* PASSAGE GIVEN
+ + + + +

# Reflections -- Not What you Think!



## D-B-J (Sep 15, 2014)

ORRRR... maybe it was. Ha!

The original plan for tonight was to photograph my mother and the pups, then the sunset, then relax. However, we got to Jamestown late, I barely had time to photograph my mother before the sun went down, and I wasn't able to get any proper sunset pictures. On our way back I suggested we stop in town so I could take a few frames of the Newport Bridge. It was a beautiful and clear night, perfect for capturing the bridge. For me, the reflections on the water are really what brings this image all together.
Nikon D800
Nikon 85mm 1.8G
Natural light




Reflections by f_one_eight, on Flickr

Comments and Critiques please!
Jake


----------



## frommrstomommy (Sep 15, 2014)

It feels slanted just slightly or something.. I wish there were a bit more space at the bottom and less at the top I think but its really a nice capture overall!


----------



## pthrift (Sep 15, 2014)

I like it. I disagree about less bottom more top- I wouldn't like it as well if it cut the reflection off.

Nicely captured


----------



## Desi (Sep 15, 2014)

Cool shot.  Lots of abstract possibilities as well, I think, without the bridge tying you to reality.

Thanks for the ideas!


----------



## frommrstomommy (Sep 16, 2014)

pthrift said:


> I like it. I disagree about less bottom more top- I wouldn't like it as well if it cut the reflection off.
> 
> Nicely captured



You quoted me backwards  lol I said the opposite.


----------



## annamaria (Sep 16, 2014)

frommrstomommy said:


> It feels slanted just slightly or something.. I wish there were a bit more space at the bottom and less at the top I think but its really a nice capture overall!



What she said ^^^


----------



## pthrift (Sep 16, 2014)

frommrstomommy said:


> You quoted me backwards  lol I said the opposite.



You know, that's what happens when you're half asleep reading! 

So with that in mind; apparently we agree


----------



## sscarmack (Sep 16, 2014)

Very nice. I was hoping all the lights on the bridge were strobes


----------



## D-B-J (Sep 16, 2014)

+ + + + +

* MATERIAL
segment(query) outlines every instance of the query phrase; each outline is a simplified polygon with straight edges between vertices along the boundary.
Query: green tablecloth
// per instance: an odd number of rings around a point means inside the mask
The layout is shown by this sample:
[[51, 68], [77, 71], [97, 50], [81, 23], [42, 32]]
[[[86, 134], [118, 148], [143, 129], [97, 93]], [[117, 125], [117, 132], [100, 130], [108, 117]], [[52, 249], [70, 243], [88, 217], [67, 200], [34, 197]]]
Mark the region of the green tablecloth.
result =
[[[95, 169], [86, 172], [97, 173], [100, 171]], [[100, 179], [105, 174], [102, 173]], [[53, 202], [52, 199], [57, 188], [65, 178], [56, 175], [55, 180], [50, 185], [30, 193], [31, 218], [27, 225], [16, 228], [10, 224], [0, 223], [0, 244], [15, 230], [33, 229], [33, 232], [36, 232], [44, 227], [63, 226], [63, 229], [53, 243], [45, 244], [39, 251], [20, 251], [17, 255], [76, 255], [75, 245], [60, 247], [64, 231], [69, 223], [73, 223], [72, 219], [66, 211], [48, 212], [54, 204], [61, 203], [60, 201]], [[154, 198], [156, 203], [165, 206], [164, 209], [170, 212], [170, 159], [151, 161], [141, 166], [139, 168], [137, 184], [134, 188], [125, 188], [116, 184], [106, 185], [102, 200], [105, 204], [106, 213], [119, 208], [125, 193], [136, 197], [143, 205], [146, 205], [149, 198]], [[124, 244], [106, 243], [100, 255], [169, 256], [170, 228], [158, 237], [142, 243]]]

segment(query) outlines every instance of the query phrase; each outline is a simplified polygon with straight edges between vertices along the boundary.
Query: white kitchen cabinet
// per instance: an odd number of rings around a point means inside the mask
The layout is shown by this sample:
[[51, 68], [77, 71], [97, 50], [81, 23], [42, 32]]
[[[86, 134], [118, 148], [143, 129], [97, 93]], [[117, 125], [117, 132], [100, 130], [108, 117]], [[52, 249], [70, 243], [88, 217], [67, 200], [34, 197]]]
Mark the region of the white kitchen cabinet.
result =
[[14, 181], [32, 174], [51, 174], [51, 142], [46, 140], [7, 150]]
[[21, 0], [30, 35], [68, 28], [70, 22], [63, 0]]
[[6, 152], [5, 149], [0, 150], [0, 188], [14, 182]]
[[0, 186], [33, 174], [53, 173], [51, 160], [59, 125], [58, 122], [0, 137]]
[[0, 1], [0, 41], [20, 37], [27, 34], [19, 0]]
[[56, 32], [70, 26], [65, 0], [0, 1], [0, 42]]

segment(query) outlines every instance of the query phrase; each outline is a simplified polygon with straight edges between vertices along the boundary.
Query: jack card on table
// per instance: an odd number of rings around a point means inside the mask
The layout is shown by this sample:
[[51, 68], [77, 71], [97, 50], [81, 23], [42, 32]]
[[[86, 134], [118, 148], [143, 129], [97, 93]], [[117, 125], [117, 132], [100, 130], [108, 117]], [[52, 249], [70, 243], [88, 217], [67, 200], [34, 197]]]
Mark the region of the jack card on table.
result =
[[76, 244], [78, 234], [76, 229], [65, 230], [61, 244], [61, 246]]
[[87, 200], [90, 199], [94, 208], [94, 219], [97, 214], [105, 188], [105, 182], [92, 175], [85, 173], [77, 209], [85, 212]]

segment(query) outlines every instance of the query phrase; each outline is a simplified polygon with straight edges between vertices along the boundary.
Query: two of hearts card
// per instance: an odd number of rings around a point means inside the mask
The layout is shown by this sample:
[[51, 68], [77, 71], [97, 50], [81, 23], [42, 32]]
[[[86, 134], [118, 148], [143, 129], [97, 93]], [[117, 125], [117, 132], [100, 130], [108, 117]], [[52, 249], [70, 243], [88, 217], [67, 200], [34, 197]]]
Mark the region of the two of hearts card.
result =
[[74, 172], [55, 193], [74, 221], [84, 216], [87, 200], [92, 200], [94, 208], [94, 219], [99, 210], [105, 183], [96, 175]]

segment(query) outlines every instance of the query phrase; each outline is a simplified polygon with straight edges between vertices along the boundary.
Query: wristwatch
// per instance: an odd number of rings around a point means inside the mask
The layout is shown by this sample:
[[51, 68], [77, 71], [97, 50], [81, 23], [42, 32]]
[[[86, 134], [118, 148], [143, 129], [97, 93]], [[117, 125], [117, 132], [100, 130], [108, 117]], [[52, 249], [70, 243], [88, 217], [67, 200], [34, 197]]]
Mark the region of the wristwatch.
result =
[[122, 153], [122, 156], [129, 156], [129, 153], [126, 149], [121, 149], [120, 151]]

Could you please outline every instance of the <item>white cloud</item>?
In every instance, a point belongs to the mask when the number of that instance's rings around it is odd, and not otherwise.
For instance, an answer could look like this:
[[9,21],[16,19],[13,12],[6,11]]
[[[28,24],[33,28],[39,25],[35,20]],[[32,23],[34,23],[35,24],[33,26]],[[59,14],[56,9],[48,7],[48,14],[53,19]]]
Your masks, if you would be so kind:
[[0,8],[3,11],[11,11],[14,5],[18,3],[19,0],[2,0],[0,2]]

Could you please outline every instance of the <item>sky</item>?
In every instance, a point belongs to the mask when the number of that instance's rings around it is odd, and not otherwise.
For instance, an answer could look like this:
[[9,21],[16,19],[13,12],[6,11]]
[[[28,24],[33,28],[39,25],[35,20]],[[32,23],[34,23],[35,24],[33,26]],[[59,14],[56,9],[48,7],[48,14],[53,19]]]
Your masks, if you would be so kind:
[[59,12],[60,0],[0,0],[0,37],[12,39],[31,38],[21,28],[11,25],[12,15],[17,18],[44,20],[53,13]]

+ + + + +

* WRITTEN TASKS
**a.** List every distinct username that posts in the bridge photo thread, each one once.
**b.** Output the bridge photo thread from "## frommrstomommy (Sep 15, 2014)" up to and including "pthrift (Sep 15, 2014)".

* RESULTS OF THE EXERCISE
**a.**
D-B-J
frommrstomommy
pthrift
Desi
annamaria
sscarmack

**b.**
## frommrstomommy (Sep 15, 2014)

It feels slanted just slightly or something.. I wish there were a bit more space at the bottom and less at the top I think but its really a nice capture overall!


----------



## pthrift (Sep 15, 2014)